Texte fourni:
* * *
Nous savons tous ce que vaut la fiabilité des hommes. Et nous avons parfois honte que nous-mêmes n’ayons pas toujours su répondre aux espérances que les autres plaçaient en nous. La déception est d’autant plus grande que la confiance était forte.

Les promesses des campagnes électorales n’arrivent jamais à être tenues. Ce n’est pas un jugement, c’est une constatation, c’est même une définition : la réalité force les faiseurs de promesses à s’adapter.

Et combien de promesses que nous avions faites, nous n’avons pu les tenir qu’en partie ? Et parfois nous en avons honte, car c’est de notre faute. Combien il est alors libérateur de pouvoir déposer cela devant Dieu dans la confession pour en repartir absout !

Ça, c’est nous avec nos carences, nos déficiences, nos péchés. Mais le peuple nouveau que Jésus a fait de nous, la nation sainte que nous sommes devenus sous l’action du Saint-Esprit à travers l’Evangile, un « peuple choisi par Dieu comme son héritage », nous sommes dans cette situation nouvelle, surprenante, qu’en Dieu nous avons un Chef fiable à 100% !
* * *
Extraits de données de boîtes englobantes
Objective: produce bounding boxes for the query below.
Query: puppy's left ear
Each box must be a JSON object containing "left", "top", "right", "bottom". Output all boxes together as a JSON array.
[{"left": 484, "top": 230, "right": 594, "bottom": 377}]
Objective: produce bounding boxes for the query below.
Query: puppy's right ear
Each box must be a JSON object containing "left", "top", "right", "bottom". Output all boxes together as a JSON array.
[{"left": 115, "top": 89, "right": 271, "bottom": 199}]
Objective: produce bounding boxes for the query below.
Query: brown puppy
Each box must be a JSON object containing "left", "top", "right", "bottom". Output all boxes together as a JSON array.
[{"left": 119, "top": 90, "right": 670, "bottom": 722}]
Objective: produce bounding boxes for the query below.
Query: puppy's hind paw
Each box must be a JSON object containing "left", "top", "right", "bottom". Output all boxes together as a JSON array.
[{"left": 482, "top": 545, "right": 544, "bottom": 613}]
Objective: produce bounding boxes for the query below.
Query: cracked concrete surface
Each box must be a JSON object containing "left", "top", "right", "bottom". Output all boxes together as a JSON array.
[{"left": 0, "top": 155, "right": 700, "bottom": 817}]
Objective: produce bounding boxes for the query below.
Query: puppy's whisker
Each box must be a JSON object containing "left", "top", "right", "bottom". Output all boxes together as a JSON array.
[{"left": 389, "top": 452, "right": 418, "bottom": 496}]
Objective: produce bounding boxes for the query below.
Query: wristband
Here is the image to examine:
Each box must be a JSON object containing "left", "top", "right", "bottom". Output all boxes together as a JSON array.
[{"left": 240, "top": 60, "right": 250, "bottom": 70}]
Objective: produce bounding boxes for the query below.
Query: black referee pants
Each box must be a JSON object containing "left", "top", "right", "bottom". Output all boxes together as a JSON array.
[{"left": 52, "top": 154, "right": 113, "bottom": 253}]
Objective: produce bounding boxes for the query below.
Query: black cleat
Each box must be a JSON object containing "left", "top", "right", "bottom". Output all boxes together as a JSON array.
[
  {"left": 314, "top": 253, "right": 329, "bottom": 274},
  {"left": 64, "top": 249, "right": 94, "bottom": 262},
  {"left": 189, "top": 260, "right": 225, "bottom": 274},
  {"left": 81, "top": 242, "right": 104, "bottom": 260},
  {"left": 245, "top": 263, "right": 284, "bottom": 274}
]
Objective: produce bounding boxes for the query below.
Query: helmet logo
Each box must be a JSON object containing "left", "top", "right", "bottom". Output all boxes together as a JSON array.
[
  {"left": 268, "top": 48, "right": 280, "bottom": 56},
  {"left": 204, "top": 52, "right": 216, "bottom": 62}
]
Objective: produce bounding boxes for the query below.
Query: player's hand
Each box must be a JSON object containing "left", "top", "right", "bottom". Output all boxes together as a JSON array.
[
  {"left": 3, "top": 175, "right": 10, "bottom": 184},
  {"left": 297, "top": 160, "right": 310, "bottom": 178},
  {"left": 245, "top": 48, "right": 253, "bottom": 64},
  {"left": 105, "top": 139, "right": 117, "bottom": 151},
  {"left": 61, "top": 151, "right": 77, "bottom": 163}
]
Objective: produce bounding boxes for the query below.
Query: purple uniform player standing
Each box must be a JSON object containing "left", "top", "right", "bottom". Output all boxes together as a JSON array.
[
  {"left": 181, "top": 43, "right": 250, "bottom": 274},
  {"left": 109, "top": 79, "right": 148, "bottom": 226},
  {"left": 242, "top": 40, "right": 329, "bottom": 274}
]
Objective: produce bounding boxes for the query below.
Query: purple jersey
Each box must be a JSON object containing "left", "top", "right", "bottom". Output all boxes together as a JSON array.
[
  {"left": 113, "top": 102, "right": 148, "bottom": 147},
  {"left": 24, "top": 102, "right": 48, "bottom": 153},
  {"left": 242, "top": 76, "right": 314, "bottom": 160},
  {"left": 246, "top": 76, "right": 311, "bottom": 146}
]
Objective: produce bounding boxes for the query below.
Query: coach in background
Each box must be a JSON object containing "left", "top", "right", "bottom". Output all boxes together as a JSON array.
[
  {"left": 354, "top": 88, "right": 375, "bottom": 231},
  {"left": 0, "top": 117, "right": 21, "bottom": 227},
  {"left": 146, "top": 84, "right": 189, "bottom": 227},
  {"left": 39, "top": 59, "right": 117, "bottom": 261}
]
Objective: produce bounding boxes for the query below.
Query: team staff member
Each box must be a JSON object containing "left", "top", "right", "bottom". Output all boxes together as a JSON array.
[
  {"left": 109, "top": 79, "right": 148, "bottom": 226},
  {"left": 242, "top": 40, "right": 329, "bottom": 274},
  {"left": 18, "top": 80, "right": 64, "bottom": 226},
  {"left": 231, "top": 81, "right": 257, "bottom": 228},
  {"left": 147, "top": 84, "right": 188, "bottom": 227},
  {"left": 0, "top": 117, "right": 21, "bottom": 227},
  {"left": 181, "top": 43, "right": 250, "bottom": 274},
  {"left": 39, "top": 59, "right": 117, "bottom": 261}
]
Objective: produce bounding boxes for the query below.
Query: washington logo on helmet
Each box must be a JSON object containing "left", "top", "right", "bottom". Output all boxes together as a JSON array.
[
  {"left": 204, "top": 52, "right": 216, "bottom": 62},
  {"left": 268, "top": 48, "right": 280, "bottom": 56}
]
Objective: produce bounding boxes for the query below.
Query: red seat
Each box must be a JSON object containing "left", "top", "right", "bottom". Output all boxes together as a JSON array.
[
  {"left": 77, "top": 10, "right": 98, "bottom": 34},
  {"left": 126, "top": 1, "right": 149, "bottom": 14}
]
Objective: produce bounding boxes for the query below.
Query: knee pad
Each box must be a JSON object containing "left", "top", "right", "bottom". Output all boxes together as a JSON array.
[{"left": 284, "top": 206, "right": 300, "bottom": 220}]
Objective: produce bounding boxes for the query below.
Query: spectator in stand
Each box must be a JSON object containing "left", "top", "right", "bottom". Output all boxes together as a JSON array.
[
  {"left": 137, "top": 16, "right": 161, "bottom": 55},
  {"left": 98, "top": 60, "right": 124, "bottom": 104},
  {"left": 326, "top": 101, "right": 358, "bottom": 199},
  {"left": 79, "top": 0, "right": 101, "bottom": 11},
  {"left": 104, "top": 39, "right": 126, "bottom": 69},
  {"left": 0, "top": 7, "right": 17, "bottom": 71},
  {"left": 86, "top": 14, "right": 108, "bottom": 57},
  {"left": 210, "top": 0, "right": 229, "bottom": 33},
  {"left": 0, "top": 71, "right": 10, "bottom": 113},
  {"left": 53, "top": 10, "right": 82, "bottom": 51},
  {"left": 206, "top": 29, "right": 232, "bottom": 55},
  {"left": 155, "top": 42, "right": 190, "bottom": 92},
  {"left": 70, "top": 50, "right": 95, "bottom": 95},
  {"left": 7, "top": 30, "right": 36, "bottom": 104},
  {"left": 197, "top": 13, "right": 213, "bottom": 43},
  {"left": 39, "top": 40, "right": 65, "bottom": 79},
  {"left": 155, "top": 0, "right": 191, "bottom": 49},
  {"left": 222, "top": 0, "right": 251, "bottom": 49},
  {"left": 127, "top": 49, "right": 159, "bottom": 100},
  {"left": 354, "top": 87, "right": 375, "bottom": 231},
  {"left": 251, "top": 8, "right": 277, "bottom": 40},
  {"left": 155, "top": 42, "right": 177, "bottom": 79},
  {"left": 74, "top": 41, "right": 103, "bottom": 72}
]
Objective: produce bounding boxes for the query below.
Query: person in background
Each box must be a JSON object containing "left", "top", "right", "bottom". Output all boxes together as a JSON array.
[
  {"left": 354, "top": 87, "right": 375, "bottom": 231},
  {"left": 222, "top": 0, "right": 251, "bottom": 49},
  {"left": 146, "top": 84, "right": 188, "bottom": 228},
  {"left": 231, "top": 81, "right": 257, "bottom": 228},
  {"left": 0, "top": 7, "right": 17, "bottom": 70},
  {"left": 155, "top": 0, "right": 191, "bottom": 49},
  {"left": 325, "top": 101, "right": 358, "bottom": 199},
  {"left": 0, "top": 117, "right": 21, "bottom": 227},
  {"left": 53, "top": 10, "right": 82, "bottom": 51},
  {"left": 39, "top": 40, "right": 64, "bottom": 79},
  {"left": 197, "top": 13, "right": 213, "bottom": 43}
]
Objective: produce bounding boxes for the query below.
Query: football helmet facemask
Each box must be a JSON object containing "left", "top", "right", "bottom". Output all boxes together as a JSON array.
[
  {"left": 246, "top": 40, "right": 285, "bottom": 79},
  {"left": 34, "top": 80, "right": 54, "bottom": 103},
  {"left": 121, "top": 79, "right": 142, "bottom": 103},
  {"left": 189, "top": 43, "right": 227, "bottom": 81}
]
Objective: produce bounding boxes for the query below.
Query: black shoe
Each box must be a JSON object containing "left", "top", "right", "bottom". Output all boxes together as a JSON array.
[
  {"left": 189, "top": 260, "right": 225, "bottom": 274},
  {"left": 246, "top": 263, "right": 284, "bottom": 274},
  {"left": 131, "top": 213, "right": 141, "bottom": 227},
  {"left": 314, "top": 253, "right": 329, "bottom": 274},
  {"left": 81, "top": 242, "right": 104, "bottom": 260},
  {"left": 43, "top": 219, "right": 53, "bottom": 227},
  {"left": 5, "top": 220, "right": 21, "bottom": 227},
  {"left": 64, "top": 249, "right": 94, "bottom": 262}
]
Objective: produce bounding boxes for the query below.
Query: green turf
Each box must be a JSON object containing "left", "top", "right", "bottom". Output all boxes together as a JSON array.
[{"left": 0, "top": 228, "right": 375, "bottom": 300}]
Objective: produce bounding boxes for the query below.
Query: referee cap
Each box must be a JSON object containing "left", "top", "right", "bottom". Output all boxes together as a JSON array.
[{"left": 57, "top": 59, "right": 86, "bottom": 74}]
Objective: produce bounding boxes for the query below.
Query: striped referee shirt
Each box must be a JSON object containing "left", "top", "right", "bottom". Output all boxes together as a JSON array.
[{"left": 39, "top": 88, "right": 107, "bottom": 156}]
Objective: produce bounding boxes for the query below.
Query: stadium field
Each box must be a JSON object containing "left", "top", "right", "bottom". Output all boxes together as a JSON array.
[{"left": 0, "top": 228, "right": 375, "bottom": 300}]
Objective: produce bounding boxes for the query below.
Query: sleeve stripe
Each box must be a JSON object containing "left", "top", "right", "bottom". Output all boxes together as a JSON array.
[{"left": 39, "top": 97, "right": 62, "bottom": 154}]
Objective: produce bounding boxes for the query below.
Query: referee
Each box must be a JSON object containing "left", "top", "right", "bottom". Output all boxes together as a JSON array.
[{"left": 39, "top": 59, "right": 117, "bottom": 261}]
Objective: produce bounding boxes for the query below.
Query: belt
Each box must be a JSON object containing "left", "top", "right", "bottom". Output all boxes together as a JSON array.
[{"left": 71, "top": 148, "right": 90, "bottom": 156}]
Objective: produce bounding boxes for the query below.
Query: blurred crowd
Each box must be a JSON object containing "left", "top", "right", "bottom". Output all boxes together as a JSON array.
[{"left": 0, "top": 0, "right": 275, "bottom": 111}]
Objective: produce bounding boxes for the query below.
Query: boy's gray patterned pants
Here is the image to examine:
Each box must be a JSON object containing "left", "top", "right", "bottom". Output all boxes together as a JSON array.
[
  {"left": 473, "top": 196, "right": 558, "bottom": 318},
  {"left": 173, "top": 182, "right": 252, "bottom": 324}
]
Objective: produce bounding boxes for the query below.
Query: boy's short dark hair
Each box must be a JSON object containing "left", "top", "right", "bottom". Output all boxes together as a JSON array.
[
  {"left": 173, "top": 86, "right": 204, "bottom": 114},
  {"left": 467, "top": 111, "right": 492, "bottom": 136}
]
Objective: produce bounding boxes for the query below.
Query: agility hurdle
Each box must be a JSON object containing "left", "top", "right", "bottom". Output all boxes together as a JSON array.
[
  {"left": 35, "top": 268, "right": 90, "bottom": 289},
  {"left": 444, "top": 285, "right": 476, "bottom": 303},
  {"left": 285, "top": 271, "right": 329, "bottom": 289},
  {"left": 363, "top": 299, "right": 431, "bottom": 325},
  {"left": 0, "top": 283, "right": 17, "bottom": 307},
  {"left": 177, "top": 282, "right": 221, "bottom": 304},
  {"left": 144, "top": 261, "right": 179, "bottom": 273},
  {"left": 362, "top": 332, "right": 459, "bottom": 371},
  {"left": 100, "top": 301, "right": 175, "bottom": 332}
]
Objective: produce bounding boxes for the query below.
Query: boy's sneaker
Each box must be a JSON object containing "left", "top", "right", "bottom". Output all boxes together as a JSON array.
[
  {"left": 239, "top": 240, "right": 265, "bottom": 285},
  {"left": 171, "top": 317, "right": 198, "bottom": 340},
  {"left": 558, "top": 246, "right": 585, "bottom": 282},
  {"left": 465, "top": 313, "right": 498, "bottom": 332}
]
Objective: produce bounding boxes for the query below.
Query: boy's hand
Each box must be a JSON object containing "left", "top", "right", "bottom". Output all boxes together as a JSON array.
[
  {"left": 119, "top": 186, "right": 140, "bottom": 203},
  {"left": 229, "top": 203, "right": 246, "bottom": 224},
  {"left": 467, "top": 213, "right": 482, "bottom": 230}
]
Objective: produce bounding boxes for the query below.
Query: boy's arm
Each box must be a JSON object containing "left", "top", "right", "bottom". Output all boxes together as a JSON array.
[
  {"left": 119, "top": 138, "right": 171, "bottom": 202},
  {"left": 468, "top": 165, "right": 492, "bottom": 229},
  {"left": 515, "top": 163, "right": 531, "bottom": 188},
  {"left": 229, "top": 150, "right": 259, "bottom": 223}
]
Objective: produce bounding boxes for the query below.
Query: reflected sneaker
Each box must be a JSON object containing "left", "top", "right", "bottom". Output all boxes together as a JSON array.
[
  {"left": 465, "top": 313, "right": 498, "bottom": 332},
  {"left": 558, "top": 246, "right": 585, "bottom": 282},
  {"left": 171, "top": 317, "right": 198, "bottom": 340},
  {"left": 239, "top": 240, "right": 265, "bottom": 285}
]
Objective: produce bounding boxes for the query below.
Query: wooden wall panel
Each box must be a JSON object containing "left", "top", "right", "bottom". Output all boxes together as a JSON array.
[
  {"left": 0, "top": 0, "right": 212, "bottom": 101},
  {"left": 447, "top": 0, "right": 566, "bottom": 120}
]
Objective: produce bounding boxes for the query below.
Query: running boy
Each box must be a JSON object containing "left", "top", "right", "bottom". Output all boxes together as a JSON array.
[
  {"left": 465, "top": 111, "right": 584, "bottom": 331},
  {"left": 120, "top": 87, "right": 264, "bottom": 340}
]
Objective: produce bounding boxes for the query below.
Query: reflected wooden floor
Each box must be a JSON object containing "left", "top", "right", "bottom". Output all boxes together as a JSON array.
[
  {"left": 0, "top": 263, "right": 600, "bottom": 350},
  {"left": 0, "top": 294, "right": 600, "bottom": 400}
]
* * *
Consigne A:
Répondez aux questions suivantes d'après le texte sur la fiabilité des promesses :
(i) Selon le texte, de quoi dépend l'ampleur de la déception ?
(ii) Qu'est-ce qui force les faiseurs de promesses à s'adapter ?
(iii) Dans quel cadre le texte dit-il qu'il est libérateur de déposer devant Dieu les promesses non tenues ?
Consigne B:
Prolongez le texte sur la fiabilité des promesses en reprenant après sa dernière phrase.

Réponse A:
(i) La déception est d'autant plus grande que la confiance était forte.
(ii) C'est la réalité qui force les faiseurs de promesses à s'adapter.
(iii) Le texte évoque la confession, dont on repart absous.

Réponse B:
C’est ce que Martin Luther indique quand, dans son explication du 1er Commandement, il nous encourage à « mettre en Dieu […] notre entière confiance » (Petit Catéchisme). Il précise d’ailleurs que cela, nous ne pouvons le faire qu’avec « Dieu seul ».

Cela aussi c’est quelque chose d’unique et de « nouveau » - car cela n’a jamais existé nulle part et n’existe nulle part ailleurs ! – : avoir quelqu’un en qui nous pouvons avoir « entière confiance ».

Cette chose merveilleuse et « nouvelle », c’est notre situation d’enfants de Dieu, « car la Parole de l’Eternel est droite et toute son œuvre s’accomplit avec fidélité ! » « Il parle, et la chose arrive ; il ordonne, et elle existe. […] Les plans de l’Eternel subsistent éternellement, et les projets de son cœur de génération en génération. » (v. 4+9-11)

Nous avons parfois l’impression que Dieu se déjuge, qu’il nous a promis fidélité dans notre Baptême ou dans sa Parole d’Evangile, puis qu’il nous laisse un peu tomber par moments.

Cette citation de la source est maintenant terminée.